··· Material supplied

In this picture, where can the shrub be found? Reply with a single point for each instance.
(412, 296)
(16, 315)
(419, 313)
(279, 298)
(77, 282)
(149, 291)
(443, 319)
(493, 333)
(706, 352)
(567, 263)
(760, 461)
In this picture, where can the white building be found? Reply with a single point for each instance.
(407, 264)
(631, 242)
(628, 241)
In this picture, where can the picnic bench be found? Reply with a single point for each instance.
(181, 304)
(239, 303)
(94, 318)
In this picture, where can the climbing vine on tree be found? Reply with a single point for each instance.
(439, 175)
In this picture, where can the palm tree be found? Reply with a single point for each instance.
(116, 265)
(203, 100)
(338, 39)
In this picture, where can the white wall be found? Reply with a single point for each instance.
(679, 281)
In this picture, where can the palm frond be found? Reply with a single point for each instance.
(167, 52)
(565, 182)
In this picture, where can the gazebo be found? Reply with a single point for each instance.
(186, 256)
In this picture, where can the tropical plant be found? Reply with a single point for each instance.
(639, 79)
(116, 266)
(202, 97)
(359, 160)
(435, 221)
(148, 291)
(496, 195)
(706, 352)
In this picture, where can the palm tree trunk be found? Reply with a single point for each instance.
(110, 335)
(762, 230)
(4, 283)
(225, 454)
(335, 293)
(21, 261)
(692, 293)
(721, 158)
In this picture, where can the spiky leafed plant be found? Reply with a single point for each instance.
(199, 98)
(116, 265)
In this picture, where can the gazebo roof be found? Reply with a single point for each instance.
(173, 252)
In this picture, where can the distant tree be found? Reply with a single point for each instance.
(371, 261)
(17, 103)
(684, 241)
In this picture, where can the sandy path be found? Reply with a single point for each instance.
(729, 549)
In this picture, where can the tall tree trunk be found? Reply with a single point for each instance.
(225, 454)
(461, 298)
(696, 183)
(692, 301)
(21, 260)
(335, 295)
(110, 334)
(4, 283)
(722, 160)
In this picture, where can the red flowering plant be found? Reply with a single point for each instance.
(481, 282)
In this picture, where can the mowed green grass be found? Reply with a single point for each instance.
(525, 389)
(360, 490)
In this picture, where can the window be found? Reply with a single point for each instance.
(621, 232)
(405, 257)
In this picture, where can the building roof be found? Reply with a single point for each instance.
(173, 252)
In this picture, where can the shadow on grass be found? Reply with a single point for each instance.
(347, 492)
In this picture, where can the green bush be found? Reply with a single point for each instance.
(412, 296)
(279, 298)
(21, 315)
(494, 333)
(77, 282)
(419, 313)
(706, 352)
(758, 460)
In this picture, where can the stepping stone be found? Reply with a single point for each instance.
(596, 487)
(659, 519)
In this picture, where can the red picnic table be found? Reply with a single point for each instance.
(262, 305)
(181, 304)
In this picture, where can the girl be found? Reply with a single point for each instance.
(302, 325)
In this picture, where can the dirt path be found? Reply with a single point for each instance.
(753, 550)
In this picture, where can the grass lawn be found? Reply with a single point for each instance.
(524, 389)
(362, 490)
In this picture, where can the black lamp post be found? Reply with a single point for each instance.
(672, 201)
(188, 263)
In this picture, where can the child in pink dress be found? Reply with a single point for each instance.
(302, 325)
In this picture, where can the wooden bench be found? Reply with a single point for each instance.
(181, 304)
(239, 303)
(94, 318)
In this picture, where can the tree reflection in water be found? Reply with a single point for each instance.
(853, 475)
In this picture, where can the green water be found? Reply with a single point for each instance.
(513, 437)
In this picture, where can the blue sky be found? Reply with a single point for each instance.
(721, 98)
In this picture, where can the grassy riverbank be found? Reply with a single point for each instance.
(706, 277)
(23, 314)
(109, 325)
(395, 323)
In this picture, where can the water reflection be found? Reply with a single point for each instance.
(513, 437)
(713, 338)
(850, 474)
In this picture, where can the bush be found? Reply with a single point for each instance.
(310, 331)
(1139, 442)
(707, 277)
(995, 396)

······

**Exercise instructions:** Rewrite the entries above, substituting "Respond with" for each occurrence of "Reply with" and leaving everything else unchanged.

**Solution:**
In this picture, where can the shrub be found? Respond with a single point for each instance.
(412, 296)
(16, 315)
(419, 313)
(279, 298)
(77, 282)
(149, 291)
(443, 319)
(493, 333)
(706, 352)
(567, 263)
(760, 461)
In this picture, where can the white building be found? Respond with a single point for each instance.
(407, 264)
(631, 242)
(628, 241)
In this picture, where can the picnic bench be found? Respond with a single point for each instance.
(181, 304)
(239, 303)
(94, 318)
In this picture, where can the climbing vine on tree be found? Respond with a single point for each instance.
(439, 175)
In this picture, where can the palm tree be found? Respond with a single point for each instance.
(116, 265)
(203, 100)
(338, 39)
In this picture, where can the white wall be found? Respond with a single point for each instance.
(679, 281)
In this picture, where can the palm frond be found? Respond with a single point for each instance.
(167, 52)
(565, 182)
In this picture, where can the gazebo be found? Respond with a single point for each instance.
(186, 256)
In this picture, where can the tropical plant be found? Respond with a single point for each instance.
(639, 79)
(116, 266)
(202, 97)
(359, 160)
(435, 221)
(148, 291)
(496, 195)
(706, 352)
In this picture, where can the palm tree trunk be found? Respond with a single point for each instance.
(110, 335)
(762, 230)
(4, 283)
(225, 454)
(335, 293)
(21, 261)
(692, 293)
(721, 158)
In this picture, where can the spiky leafed plant be found? Respond with a single point for each instance.
(199, 98)
(116, 265)
In this picture, where can the gazebo roof be found? Respond with a single point for each instance.
(173, 252)
In this picture, where can the distant tree be found? Respond with a single point for each instance.
(371, 261)
(17, 103)
(684, 241)
In this picture, where can the sandy path be found? Respond with a single point for each instance.
(729, 549)
In this picture, where can the tall tree trunk be found? Respond with a single point for each instance.
(225, 454)
(461, 298)
(696, 183)
(692, 301)
(21, 260)
(335, 295)
(110, 334)
(4, 283)
(722, 160)
In this picture, where can the red flowering plant be found? Respond with a single point for each instance.
(481, 282)
In this picture, where can the mowed green grass be found? Respond with a single point for each instance.
(525, 389)
(360, 490)
In this picture, where can the window be found? Respond with a single point for each instance.
(621, 232)
(405, 257)
In this picture, where can the building roof be found? Respond with a single point for each instance.
(173, 252)
In this picture, where can the shadow on grass be found? Respond with a single point for each instance.
(347, 492)
In this picture, where can the green bush be found? Respond with a single point for each instance.
(412, 296)
(279, 298)
(21, 315)
(494, 333)
(77, 282)
(419, 313)
(706, 352)
(758, 460)
In this picture, where can the stepping stone be found? Respond with a single point for each instance.
(596, 487)
(659, 519)
In this picture, where can the red picnic table be found? Respond with a single point for each instance.
(262, 305)
(181, 304)
In this picture, where can the girl be found? Respond with a single point for each instance.
(302, 325)
In this picture, where can the dirt path be found? Respond with a single point for each instance.
(753, 550)
In this picture, where can the grass lawn be found? Respond with a single point for each instance.
(524, 389)
(362, 490)
In this picture, where can the black lamp post be found? Respond with a single point for each instance.
(672, 201)
(188, 263)
In this picture, where can the child in pink dress be found? Respond with a single point for each instance.
(302, 325)
In this picture, where can the wooden bench be found? Respond with a single point for each instance.
(181, 304)
(239, 303)
(94, 318)
In this picture, where can the tree reflection in water be found? Respond with a single point for each instance.
(853, 475)
In this picture, where can the green water be found? Respond with a single point for each instance.
(513, 437)
In this picture, where can the blue sky be found? Respond with a single point for each instance.
(721, 98)
In this picture, where can the grassy riverbank be found? Respond with a single point for each instance.
(706, 277)
(23, 314)
(109, 325)
(395, 323)
In this picture, where can the water reflection be found? Respond with a single point for each instance.
(513, 437)
(713, 338)
(850, 474)
In this picture, where can the bush be found? Respond with a single point for each instance.
(310, 331)
(1139, 442)
(707, 277)
(995, 396)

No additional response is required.